───── 文档正文 ─────

23. Merge K Sorted Lists 合并k个有序链表

Merge k sorted linked lists and return it as one sorted list. Analyze and describe its complexity.

Difficulty: Hard

合并k个排序列表.是前面21. Merge Two Sorted Lists 混合插入有序链表的升级版.

解法1

最先想到的就是利用21. Merge Two Sorted Lists 混合插入有序链表拿第一个链表与第二个合并,合并结果在于第三个比较.这样需要合并k-1次才能完成.

/**
 * Definition for singly-linked list.
 * struct ListNode {
 *     int val;
 *     ListNode *next;
 *     ListNode(int x) : val(x), next(NULL) {}
 * };
 */
class Solution {
public:
    ListNode* mergeKLists(vector<ListNode*>& lists) {
        int n = lists.size();
        if (n==0) return NULL;
        ListNode* res = lists[0];
        for (int i=1;i < n;i++){
            ListNode* node = lists[i];
            res = mergeTwoLists(res,node);
        }
        return res;
    }
    ListNode* mergeTwoLists(ListNode* l1, ListNode* l2) {
        if (l1==NULL) return l2;
        if (l2==NULL) return l1;
        ListNode* head = NULL;
        if (l1->val<l2->val)
        {
            head = l1;
            head->next = mergeTwoLists(l1->next,l2);
        }
        else
        {
            head = l2;
            head->next = mergeTwoLists(l2->next,l1);
        }
        return head;
    }
};

解法2

这里需要用到分治法就是不停的对半划分,k个有序链表,先划分为两个k/2个链表合并的任务…. 举个例子k=6,先合并1和4,2和5,3和6 结果为3个链表,下一次再合并1和3,结果与2合并.这样做的好处我感觉就是便于理解大任务处理吧,效率上相比于解法1并没有提高,举个例子k=48,那么合并次数为24+12+6+3+1+1=47,与解法1一样.

/**
 * Definition for singly-linked list.
 * struct ListNode {
 *     int val;
 *     ListNode *next;
 *     ListNode(int x) : val(x), next(NULL) {}
 * };
 */
class Solution {
public:
    ListNode* mergeKLists(vector<ListNode*>& lists) {
        if (lists.size() == 0) return NULL;
        int n = lists.size();
        while (n > 1) {
            int k = (n+1)/2;
            for (int i = 0; i < n/2;i++)

───── 条目 ─────

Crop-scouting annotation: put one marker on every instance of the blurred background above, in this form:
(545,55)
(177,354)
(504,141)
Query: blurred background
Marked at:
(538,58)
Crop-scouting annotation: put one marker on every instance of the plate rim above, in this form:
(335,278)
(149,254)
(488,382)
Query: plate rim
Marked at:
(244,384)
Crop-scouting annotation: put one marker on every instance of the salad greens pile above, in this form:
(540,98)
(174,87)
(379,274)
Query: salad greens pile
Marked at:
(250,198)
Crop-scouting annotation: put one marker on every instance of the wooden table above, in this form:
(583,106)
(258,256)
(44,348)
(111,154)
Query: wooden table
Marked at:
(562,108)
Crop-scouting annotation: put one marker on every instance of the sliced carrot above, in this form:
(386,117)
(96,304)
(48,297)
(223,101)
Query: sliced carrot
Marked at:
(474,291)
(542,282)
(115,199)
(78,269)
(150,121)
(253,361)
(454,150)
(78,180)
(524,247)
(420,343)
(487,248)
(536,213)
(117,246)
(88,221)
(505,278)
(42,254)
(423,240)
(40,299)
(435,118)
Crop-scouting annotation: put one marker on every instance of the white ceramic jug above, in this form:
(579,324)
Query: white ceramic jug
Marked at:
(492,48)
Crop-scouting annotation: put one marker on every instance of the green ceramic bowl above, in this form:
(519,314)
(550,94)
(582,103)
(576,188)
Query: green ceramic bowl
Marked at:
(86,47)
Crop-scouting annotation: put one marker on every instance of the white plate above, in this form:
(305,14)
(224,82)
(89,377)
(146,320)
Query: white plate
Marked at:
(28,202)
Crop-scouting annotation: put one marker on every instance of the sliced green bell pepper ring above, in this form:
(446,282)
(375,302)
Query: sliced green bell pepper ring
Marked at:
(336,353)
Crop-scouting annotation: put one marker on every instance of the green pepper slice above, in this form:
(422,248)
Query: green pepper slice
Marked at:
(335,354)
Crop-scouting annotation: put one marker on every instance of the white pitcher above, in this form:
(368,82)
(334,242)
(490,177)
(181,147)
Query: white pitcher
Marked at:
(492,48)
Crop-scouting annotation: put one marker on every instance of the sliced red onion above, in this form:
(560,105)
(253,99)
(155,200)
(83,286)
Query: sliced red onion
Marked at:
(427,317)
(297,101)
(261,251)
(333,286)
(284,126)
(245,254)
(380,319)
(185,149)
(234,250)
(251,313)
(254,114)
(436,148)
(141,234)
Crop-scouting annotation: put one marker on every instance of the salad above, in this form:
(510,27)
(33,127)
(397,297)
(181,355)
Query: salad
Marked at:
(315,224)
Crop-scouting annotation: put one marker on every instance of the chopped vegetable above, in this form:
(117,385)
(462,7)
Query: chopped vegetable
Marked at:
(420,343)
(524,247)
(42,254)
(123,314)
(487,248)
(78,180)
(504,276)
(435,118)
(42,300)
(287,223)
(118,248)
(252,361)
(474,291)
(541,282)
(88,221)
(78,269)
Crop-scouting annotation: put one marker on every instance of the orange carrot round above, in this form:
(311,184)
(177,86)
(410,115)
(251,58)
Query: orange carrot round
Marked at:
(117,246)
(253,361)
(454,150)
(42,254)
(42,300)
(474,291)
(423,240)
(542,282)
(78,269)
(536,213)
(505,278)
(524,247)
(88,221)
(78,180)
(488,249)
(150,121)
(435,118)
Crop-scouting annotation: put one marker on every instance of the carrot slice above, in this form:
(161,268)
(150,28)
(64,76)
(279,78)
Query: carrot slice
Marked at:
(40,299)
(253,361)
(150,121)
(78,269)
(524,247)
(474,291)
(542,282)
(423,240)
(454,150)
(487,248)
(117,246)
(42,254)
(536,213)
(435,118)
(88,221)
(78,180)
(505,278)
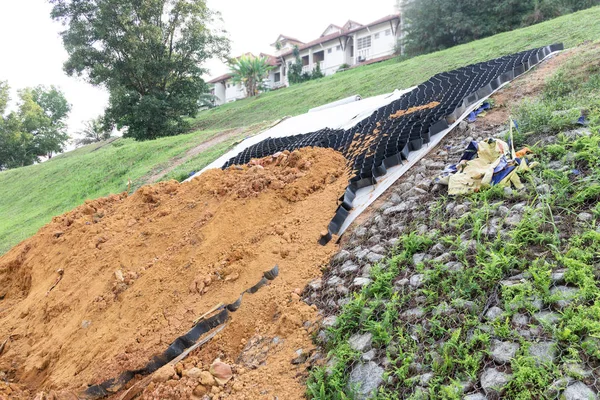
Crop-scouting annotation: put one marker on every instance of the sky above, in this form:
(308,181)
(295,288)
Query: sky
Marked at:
(32,52)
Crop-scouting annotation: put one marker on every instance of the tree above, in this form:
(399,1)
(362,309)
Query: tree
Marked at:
(250,71)
(147,53)
(36,129)
(95,130)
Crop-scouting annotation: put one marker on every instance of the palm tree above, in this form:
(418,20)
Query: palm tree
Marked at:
(94,131)
(250,71)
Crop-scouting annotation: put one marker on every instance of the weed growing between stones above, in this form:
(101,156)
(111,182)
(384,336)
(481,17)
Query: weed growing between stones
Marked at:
(490,295)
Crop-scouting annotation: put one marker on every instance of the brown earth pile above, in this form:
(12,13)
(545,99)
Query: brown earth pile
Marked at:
(133,272)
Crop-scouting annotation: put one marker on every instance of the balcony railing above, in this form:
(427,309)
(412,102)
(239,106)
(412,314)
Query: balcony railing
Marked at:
(363,55)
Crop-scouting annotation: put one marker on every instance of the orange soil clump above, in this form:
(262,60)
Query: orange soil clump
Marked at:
(133,272)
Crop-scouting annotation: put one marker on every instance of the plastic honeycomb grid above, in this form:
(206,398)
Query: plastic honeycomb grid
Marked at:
(384,141)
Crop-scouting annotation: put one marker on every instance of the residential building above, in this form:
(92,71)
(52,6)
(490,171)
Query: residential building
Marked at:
(338,47)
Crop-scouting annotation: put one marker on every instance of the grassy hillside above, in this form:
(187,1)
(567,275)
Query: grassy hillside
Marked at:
(384,77)
(31,196)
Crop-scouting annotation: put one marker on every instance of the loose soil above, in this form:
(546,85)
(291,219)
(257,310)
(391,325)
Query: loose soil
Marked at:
(138,270)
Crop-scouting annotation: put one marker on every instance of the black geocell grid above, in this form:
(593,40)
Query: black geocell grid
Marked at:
(389,143)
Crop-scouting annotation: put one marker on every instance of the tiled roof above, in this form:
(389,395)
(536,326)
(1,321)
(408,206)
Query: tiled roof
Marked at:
(221,78)
(336,35)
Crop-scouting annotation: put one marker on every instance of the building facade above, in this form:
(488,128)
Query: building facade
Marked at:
(338,47)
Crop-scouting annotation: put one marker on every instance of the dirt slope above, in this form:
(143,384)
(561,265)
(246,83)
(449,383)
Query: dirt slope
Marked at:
(139,269)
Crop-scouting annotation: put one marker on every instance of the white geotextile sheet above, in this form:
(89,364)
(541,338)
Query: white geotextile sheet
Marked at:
(343,116)
(346,116)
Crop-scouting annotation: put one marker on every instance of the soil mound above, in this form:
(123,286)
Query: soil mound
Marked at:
(101,289)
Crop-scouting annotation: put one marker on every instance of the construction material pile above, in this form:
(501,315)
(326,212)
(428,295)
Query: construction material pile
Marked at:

─────

* **任务目标 1**
请从正文中摘录从“23. Merge K”起到“Sorted Lists 混合插入有序链表拿第一个链表与第二个合并,合并结果在于第三个比较.这样需要合并k-1次才能完成.”为止（含这两处）的文字，一字不改。
* **任务目标 2**
请从条目中筛选出所有含有字符串“bowl”的行，并原样列出。匹配时须区分大小写。
这些条目与正文没有任何关联。

* **参考答案 1**
23. Merge K Sorted Lists 合并k个有序链表

Merge k sorted linked lists and return it as one sorted list. Analyze and describe its complexity.

Difficulty: Hard

合并k个排序列表.是前面21. Merge Two Sorted Lists 混合插入有序链表的升级版.

解法1

最先想到的就是利用21. Merge Two Sorted Lists 混合插入有序链表拿第一个链表与第二个合并,合并结果在于第三个比较.这样需要合并k-1次才能完成.

* **参考答案 2**
Crop-scouting annotation: put one marker on every instance of the green ceramic bowl above, in this form:
Query: green ceramic bowl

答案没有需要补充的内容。